(Given text begins)

Many believe that by year-end the United States will be in a recession. On March 31 both the 2-year and 10-year Treasury yields inverted, which is typically a signal that a recession looms ahead. While an inverted Treasury yield certainly creates a large ripple effect amongst economy watchers, the vast amount of money printed over the past two years is actually far worse than an inverted yield curve. Furthermore, a number of S&P 500 stocks just concluded their worst quarter ever, and technology stocks lost close to $2 trillion in market valuation.
The mix of COVID-19 related stimulus and an increase in the money supply have sent a shock to the United States economy. Inflation alone stifles growth, but with rising commodity prices, supply and demand problems, and the Russian-Ukrainian war, you have the potential for a proper disaster on your hands, let alone a recession.

(Given text ends)
(Listed records begins)

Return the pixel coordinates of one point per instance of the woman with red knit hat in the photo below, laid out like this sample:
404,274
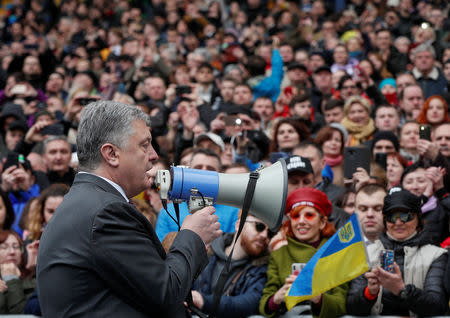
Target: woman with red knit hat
307,229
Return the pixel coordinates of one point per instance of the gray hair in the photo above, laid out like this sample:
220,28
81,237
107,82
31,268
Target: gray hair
423,48
104,122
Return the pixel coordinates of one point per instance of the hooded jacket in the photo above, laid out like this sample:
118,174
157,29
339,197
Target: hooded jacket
240,297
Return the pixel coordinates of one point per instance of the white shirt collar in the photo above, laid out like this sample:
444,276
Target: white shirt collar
115,185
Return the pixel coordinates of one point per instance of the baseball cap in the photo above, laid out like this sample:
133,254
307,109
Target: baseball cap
322,68
401,199
295,65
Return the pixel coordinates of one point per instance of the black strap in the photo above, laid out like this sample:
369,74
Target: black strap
176,206
226,270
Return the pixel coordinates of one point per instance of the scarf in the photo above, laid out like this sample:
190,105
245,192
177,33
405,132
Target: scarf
333,161
360,132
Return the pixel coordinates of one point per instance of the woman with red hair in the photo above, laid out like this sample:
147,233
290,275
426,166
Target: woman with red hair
434,111
17,283
307,229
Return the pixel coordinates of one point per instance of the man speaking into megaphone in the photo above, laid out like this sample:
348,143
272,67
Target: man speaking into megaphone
202,159
99,256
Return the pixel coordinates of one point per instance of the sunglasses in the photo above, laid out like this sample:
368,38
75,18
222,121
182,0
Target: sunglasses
295,215
259,227
403,216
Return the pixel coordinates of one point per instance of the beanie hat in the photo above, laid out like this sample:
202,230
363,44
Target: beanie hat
387,81
385,135
309,197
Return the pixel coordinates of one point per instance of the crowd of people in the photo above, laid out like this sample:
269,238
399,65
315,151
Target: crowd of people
230,86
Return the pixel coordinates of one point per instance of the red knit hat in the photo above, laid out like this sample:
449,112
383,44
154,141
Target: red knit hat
309,197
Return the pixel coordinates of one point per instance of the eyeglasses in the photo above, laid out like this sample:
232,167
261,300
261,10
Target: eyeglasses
15,247
259,227
309,216
403,216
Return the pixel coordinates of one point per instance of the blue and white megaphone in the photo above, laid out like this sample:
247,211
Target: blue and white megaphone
201,188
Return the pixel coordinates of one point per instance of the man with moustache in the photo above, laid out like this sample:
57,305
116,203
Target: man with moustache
244,285
99,256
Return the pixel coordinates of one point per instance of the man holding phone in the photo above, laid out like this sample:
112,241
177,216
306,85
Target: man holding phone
247,271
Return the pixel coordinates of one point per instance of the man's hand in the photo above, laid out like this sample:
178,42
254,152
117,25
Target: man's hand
372,282
204,224
436,175
391,281
360,178
217,125
278,298
197,298
8,179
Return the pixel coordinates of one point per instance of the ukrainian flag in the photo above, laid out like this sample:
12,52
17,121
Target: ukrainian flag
342,258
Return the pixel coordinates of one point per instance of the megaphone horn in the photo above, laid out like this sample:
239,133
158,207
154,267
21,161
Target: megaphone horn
269,198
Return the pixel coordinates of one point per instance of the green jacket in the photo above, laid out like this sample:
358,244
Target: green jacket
13,300
333,301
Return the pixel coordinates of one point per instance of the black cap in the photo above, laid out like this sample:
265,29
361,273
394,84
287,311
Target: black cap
322,68
295,65
18,124
298,164
400,199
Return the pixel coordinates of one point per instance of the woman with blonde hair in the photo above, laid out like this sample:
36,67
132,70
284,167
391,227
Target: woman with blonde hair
46,205
357,120
307,229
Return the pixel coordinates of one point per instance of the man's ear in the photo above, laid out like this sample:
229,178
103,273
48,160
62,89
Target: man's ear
110,154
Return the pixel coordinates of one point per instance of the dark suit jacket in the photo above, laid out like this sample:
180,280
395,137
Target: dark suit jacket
99,257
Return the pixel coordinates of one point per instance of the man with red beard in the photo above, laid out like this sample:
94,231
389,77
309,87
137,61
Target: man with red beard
244,285
369,201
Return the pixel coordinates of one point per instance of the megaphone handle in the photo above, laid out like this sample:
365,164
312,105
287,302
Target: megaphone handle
223,277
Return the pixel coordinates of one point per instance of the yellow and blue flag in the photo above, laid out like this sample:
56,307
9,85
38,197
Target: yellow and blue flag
342,258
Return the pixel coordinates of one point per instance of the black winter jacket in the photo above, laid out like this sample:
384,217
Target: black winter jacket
432,300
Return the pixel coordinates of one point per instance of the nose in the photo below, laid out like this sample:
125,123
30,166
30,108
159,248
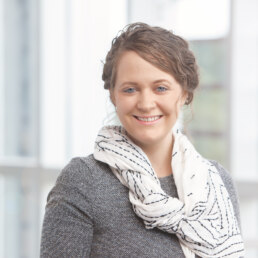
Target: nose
146,101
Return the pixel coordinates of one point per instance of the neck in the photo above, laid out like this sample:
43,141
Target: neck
160,156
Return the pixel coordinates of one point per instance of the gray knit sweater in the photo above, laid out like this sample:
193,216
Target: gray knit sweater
88,214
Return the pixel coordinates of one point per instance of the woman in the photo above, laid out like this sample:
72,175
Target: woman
179,204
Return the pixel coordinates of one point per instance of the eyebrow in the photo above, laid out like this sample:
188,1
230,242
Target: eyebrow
135,83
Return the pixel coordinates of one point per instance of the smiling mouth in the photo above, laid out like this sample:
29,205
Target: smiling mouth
148,119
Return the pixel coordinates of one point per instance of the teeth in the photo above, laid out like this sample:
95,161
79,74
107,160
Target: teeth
148,119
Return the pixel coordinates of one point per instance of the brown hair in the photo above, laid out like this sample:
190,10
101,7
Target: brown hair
158,46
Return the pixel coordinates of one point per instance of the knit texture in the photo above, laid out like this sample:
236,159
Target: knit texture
88,214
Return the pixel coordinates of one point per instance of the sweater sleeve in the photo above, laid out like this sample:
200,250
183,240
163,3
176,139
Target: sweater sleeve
68,222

(Listed records ends)

▸ Your assignment
Answer these questions from the recession text:
(a) On what date did the 2-year and 10-year Treasury yields invert?
(b) How much market valuation did technology stocks lose?
(c) Which war does the text name?

▸ Written response
(a) March 31
(b) Close to $2 trillion
(c) The Russian-Ukrainian war